Natural-language object grounding data
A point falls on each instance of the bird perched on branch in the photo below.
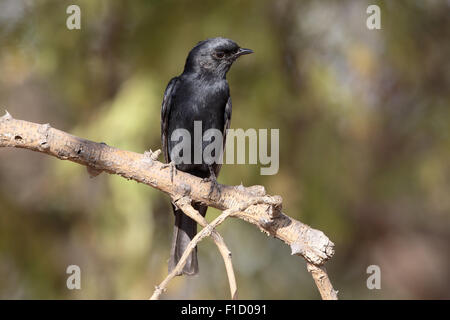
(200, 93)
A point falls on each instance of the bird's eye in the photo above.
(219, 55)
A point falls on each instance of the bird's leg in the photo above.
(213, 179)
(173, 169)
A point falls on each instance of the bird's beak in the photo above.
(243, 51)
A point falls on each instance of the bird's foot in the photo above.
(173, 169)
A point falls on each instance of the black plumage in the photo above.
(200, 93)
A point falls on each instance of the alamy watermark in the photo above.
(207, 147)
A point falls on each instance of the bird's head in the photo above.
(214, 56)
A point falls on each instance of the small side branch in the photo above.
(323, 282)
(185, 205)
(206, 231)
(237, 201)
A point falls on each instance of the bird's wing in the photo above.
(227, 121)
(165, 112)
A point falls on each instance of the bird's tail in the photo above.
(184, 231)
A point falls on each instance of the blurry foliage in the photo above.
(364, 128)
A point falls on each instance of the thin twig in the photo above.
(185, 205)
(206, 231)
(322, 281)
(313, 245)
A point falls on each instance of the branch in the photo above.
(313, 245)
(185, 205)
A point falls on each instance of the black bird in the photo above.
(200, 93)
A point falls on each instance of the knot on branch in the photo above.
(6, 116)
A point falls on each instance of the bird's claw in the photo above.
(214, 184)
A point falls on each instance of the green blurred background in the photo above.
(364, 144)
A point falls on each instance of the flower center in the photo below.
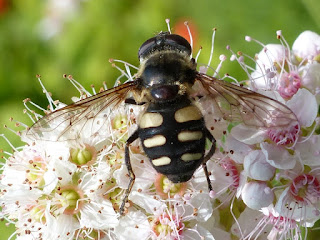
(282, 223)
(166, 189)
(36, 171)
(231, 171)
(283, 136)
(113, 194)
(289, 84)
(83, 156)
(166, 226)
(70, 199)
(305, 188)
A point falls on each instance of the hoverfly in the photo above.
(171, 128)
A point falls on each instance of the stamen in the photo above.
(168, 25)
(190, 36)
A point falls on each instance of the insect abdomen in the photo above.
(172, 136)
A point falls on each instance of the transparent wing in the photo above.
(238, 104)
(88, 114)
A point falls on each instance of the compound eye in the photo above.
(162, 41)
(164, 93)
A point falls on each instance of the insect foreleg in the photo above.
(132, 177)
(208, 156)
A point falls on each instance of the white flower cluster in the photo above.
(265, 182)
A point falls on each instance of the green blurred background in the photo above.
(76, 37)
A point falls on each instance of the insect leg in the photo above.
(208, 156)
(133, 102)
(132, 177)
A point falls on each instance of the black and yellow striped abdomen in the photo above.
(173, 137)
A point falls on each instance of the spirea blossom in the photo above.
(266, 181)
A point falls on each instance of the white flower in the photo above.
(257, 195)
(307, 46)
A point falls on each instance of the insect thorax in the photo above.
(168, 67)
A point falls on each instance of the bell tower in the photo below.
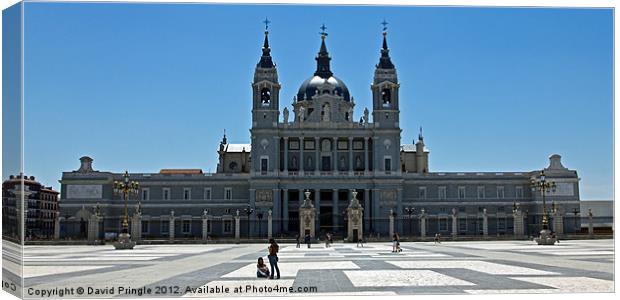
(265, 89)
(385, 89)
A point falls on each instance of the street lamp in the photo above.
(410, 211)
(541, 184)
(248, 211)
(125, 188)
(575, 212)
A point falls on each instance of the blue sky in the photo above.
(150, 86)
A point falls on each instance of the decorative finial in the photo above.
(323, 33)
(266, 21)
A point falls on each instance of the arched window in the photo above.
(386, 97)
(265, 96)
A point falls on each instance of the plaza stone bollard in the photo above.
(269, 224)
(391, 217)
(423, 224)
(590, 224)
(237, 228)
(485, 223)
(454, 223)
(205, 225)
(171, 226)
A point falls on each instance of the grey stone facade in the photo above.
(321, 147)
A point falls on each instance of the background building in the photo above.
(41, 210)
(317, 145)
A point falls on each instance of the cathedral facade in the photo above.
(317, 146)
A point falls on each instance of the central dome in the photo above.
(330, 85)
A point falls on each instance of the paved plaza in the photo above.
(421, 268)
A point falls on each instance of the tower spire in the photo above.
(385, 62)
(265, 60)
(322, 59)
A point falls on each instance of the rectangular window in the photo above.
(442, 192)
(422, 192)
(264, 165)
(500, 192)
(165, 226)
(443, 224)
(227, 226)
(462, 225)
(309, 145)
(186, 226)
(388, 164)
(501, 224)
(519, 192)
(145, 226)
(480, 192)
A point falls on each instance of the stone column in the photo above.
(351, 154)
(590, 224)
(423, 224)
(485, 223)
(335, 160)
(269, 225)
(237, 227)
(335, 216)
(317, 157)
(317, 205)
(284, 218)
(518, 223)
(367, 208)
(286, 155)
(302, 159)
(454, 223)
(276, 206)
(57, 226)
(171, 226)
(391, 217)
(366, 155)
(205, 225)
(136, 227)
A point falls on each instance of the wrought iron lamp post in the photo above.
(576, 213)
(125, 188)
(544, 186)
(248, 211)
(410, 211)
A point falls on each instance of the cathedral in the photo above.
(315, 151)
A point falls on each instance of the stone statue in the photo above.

Problem to solve:
The lines from the one holding "A point falls on each instance of the rectangular" to the final line of the entries, both included, are what should be output, exactly and alone.

Answer to the problem:
A point falls on each instance of the rectangular window in the photo above.
(442, 192)
(422, 192)
(264, 165)
(500, 192)
(165, 226)
(443, 224)
(227, 226)
(462, 225)
(309, 145)
(186, 226)
(388, 164)
(501, 224)
(519, 192)
(145, 226)
(480, 192)
A point falls on each instance of the stone column in the photo above.
(351, 154)
(590, 224)
(423, 224)
(485, 223)
(335, 160)
(269, 225)
(237, 227)
(335, 216)
(317, 157)
(317, 205)
(284, 218)
(518, 223)
(367, 208)
(286, 155)
(302, 159)
(454, 223)
(276, 206)
(57, 226)
(171, 226)
(391, 217)
(366, 155)
(205, 225)
(136, 227)
A point falls on each instance of the wrought iron lamp post in the photo above.
(576, 213)
(125, 188)
(544, 186)
(248, 211)
(410, 211)
A point falls on each instance of the cathedral in the photo above.
(315, 151)
A point falls on each instance of the stone statue in the photo above.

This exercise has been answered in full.